Votre tâche: Prolongez le texte sur les anciens chefs d'État africains poursuivis en justice, en reprenant juste après sa dernière phrase.

══ Texte de la page ══

D’ex-pairs mutiques et tétanisés

Vingt-deux ans plus tard, l’« instruction aux fins de poursuite judiciaire par voie de dénonciation » lancée contre Alpha Condé et vingt-six de ses proches sur décision du colonel Mamadi Doumbouya a été accueillie dans un silence de catacombe par les amis et obligés du président déchu, mutiques il est vrai depuis sa chute il y a neuf mois. Ses ex-pairs, dont certains sont tétanisés par la perspective de subir un sort similaire, préfèrent, eux, regarder ailleurs.

Alpha Condé a donc rejoint le club mouvant des anciens présidents africains poursuivis en justice, une demi-douzaine au total. Y figurent le Mauritanien Mohamed Ould Abdelaziz, le Comorien Ahmed Abdallah Sambi, le Sud-Africain Jacob Zuma, le Burkinabè Blaise Compaoré, le Centrafricain François Bozizé, le Gambien Yahya Jammeh et l’Éthiopien Mengistu Haile Mariam (ces quatre derniers en exil). À Bamako et à Ouagadougou, Bah N’Daw et Roch Marc Christian Kaboré sont en « simple » résidence surveillée, sans être pour l’instant incriminés, alors qu’à l’autre bout de la chaîne judiciaire, après le décès il y a près de un an du Tchadien Hissène Habré, seul le Soudanais Omar el-Béchir croupit actuellement en prison.

═══
══ Contenu des données ══

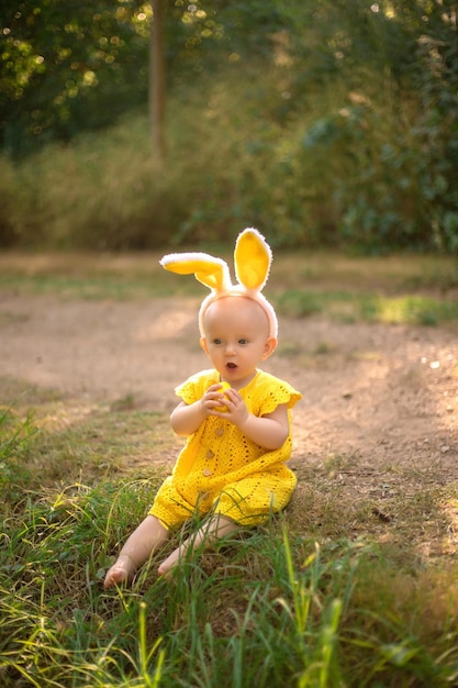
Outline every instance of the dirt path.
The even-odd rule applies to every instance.
[[[3,293],[0,385],[8,392],[20,380],[90,401],[132,396],[142,408],[169,410],[174,387],[208,366],[198,304]],[[280,319],[280,345],[265,368],[304,395],[294,418],[299,473],[334,460],[356,490],[376,489],[387,469],[458,480],[456,333]]]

═══

Réponse:
Il y a de tout dans ce club, tueur en série, prédateur, innocent, et nul doute que, pour le très médiatique avocat français William Bourdon, à l’origine avec son confrère Vincent Brengarth de la plainte contre Condé, ce dernier se doit de figurer au rang des criminels. Il le dit sans ambages, dans une tribune publiée le 14 mai dans nos colonnes. Le problème, c’est que son indignation, ainsi que celle des activistes du Front national de défense de la Constitution (FNDC), au nom desquels il agit, paraît pour le moins sélective.

Ardoise magique pour Doumbouya et Samoura

Sur la liste du procureur général Alphonse Charles Wright, qui recense les présumés auteurs ou complices des violences létales perpétrées entre octobre 2019 et octobre 2020, à Conakry et à l’intérieur de la Guinée, dans le cadre des manifestations contre le troisième mandat d’Alpha Condé, deux noms manquent en effet à l’appel : celui du colonel Mamadi Doumbouya, à l’époque commandant du Groupement des forces spéciales, et celui du colonel Balla Samoura, commandant de la gendarmerie régionale de Conakry. Le premier est devenu chef de l’État depuis le putsch, et le second, commandant de la gendarmerie et directeur de la justice militaire.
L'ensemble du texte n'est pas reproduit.